## Trecho do texto
++++

Outro ponto de atenção diz respeito às premiações vindas de competições. Em 2021, o clube arrecadou mais de R$ 36 milhões por ter disputado as etapas preliminares da Libertadores, a fase de grupos e as oitavas de final da Copa Sul-Americana, e ter chegado até as quartas de final da Copa do Brasil. Essa quantia poderia ter sido ainda maior caso o time não tivesse acabado na zona de rebaixamento.
— Vamos ter de fazer uma enorme adaptação. Teremos reflexo logo em seguida, a começar pela ausência de premiação que já tivemos, porque a 16ª colocação é a última posição remunerada (o Grêmio terminou em 17º lugar) — afirmou Romildo.
Em 2022, além de não disputar torneios continentais, o clube não receberá bonificação proveniente do Brasileirão, já que a Série B prevê como único benefício a classificação para uma fase avançada da Copa do Brasil do ano seguinte.
— Isso vai impactar em tudo, na folha (salarial), na repactuação dos contratos, na reorganização das nossas contas, em negociações de acordos judiciais e tudo mais. Mas o conceito permanece o mesmo: nossa capacidade é X e nossa receita é X. Estas coisas têm que estar no limite do equilíbrio. Temos que ter maior capacidade de acertos, montar um time correto, aproveitar o que temos aqui e trazer mais algumas peças para nos organizar — concluiu o presidente tricolor.
REFORMULAÇÃO DO ELENCO E PERFIL DE REFORÇOS
Mesmo antes da confirmação da queda para Série B, a direção do Grêmio já planejava uma grande mudança no grupo de jogadores para 2022 em razão da péssima campanha no Brasileirão. Com o rebaixamento, essa reformulação precisará atender às necessidades da Segunda Divisão, que apresentado diferentes desafios em relação ao que os clubes costumam enfrentar na Série A.
Além de reduzir a folha salarial pela metade — a atual gira em torno de R$ 14 milhões —, o Tricolor precisará encontrar atletas adequados à competição. Vice de futebol gremista na campanha do título de 2005 e também com trabalhos no Criciúma e no Coritiba na Série B, Paulo Pelaipe ressalta sobre a montagem de um elenco com perfil para disputar a Segunda Divisão.

++++

Registros extraídos
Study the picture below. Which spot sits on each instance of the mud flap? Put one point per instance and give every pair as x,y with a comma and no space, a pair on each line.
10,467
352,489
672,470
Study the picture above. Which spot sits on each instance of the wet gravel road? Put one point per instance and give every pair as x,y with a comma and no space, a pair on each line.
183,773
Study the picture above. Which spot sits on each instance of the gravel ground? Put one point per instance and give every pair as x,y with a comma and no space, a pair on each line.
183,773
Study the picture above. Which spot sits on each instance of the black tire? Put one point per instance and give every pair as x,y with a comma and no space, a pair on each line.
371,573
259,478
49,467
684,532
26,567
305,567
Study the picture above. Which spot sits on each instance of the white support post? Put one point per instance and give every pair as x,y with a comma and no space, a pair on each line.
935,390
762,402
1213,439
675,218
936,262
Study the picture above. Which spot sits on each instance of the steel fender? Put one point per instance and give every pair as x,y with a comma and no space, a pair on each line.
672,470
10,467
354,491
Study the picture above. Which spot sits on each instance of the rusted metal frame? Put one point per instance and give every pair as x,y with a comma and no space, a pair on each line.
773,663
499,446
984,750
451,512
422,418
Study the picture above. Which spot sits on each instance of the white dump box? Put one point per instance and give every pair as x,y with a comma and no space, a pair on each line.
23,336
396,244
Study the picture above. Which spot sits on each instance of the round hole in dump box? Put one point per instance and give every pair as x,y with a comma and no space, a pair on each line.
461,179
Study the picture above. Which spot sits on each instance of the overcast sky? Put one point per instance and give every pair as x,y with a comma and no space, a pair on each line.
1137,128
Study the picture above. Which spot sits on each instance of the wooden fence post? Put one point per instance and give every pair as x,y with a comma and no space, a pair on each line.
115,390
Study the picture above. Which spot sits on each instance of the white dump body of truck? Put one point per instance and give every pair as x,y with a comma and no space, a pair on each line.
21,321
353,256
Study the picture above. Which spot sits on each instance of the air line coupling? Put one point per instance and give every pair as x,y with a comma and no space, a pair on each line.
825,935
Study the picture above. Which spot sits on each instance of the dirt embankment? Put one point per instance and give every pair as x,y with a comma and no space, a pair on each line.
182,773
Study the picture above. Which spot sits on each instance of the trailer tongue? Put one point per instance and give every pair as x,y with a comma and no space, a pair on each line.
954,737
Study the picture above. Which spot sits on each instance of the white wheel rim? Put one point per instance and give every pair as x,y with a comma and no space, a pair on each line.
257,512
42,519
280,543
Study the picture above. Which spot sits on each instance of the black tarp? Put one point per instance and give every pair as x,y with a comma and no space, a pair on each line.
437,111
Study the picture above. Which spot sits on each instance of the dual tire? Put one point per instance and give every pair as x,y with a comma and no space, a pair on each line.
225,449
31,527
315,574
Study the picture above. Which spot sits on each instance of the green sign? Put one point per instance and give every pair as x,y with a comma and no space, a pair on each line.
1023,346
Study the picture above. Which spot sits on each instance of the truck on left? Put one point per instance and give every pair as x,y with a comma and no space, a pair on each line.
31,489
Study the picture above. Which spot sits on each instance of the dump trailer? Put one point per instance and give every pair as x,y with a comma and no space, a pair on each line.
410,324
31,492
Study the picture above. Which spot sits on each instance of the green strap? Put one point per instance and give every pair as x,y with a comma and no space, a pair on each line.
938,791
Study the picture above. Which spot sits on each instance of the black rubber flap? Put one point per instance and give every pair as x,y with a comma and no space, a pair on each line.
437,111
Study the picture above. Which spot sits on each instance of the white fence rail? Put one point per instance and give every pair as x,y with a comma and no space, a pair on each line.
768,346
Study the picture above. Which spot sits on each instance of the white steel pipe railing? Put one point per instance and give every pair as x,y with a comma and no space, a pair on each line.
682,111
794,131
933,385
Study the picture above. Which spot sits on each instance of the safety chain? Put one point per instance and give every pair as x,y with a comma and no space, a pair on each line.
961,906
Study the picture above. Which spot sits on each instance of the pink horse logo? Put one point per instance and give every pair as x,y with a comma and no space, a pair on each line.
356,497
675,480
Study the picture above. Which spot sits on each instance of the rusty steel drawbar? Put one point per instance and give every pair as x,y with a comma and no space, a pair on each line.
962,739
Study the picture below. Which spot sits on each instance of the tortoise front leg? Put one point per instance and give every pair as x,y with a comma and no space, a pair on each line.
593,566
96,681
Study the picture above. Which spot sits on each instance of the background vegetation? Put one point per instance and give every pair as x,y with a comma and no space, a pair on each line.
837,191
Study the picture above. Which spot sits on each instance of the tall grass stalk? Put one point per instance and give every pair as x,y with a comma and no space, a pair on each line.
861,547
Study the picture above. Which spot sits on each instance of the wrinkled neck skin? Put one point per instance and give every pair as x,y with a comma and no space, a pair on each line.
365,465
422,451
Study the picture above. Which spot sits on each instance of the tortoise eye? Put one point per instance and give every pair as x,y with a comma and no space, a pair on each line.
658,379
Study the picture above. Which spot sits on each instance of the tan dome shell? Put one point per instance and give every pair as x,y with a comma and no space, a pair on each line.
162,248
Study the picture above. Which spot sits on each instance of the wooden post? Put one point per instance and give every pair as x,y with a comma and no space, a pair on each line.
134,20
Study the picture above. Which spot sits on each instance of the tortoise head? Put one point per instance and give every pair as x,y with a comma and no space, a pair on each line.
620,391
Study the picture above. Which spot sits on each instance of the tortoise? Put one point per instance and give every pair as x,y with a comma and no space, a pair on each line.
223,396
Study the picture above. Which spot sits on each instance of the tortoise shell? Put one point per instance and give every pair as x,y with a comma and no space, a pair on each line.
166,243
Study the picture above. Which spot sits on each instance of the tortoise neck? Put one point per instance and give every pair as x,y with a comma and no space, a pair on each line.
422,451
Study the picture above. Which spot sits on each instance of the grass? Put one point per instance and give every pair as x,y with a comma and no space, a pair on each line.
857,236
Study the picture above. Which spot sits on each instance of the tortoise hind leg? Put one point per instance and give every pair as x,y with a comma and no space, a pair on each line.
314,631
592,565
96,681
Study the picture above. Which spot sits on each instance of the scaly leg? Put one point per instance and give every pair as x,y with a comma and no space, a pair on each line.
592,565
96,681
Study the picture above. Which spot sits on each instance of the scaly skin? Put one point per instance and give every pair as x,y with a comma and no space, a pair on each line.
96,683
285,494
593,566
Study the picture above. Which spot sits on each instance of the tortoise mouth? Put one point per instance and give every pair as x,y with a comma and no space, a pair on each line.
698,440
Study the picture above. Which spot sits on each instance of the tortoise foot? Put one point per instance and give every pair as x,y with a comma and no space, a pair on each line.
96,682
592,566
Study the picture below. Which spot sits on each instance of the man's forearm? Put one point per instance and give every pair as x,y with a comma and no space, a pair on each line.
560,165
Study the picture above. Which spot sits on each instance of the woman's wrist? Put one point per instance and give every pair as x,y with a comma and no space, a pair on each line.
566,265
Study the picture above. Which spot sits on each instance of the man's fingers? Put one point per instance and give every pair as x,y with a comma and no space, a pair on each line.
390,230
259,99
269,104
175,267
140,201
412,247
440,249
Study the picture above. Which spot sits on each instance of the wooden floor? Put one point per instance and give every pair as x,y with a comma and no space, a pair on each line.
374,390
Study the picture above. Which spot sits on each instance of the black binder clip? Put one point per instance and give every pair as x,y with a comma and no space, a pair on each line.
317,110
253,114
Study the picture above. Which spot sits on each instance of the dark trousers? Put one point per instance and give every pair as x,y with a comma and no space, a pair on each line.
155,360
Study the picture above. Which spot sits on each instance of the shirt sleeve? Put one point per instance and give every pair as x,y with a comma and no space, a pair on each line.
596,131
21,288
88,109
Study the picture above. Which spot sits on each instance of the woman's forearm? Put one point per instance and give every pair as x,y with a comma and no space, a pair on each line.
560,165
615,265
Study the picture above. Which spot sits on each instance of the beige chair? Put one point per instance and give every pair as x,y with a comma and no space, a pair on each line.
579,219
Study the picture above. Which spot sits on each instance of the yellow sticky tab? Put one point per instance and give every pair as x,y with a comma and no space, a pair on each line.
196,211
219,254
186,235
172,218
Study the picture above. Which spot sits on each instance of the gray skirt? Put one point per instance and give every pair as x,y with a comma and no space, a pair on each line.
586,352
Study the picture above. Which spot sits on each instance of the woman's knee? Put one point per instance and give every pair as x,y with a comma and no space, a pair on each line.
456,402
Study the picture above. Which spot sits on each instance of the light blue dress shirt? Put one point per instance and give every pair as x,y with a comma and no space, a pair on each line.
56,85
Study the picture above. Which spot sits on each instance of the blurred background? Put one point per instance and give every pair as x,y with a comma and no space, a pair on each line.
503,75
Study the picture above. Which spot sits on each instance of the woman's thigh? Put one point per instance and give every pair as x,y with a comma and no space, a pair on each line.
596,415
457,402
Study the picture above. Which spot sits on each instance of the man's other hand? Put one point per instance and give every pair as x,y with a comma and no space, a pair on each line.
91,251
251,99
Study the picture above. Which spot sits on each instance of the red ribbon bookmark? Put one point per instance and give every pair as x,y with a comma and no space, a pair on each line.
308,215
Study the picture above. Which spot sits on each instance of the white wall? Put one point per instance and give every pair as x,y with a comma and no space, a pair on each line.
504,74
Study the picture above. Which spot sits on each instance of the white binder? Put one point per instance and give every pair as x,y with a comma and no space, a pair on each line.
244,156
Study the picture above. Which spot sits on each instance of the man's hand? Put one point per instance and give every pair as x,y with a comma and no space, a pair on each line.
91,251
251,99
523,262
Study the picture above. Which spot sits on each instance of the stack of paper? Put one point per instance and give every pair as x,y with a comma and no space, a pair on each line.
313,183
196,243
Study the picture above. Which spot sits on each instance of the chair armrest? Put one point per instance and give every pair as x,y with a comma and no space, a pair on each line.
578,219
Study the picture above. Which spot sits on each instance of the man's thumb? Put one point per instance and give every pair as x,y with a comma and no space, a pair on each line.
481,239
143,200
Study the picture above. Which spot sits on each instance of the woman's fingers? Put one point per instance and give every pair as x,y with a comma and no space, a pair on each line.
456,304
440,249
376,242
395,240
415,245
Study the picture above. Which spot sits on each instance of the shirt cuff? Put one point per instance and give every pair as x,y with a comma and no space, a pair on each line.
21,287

++++

## Tarefa proposta
Transcreva do texto sobre o Grêmio a passagem entre "REFORMULAÇÃO DO ELENCO" e "a Segunda Divisão.", inclusive. Os registros não têm relação com o texto sobre o Grêmio.

## Resposta escrita
REFORMULAÇÃO DO ELENCO E PERFIL DE REFORÇOS
Mesmo antes da confirmação da queda para Série B, a direção do Grêmio já planejava uma grande mudança no grupo de jogadores para 2022 em razão da péssima campanha no Brasileirão. Com o rebaixamento, essa reformulação precisará atender às necessidades da Segunda Divisão, que apresentado diferentes desafios em relação ao que os clubes costumam enfrentar na Série A.
Além de reduzir a folha salarial pela metade — a atual gira em torno de R$ 14 milhões —, o Tricolor precisará encontrar atletas adequados à competição. Vice de futebol gremista na campanha do título de 2005 e também com trabalhos no Criciúma e no Coritiba na Série B, Paulo Pelaipe ressalta sobre a montagem de um elenco com perfil para disputar a Segunda Divisão.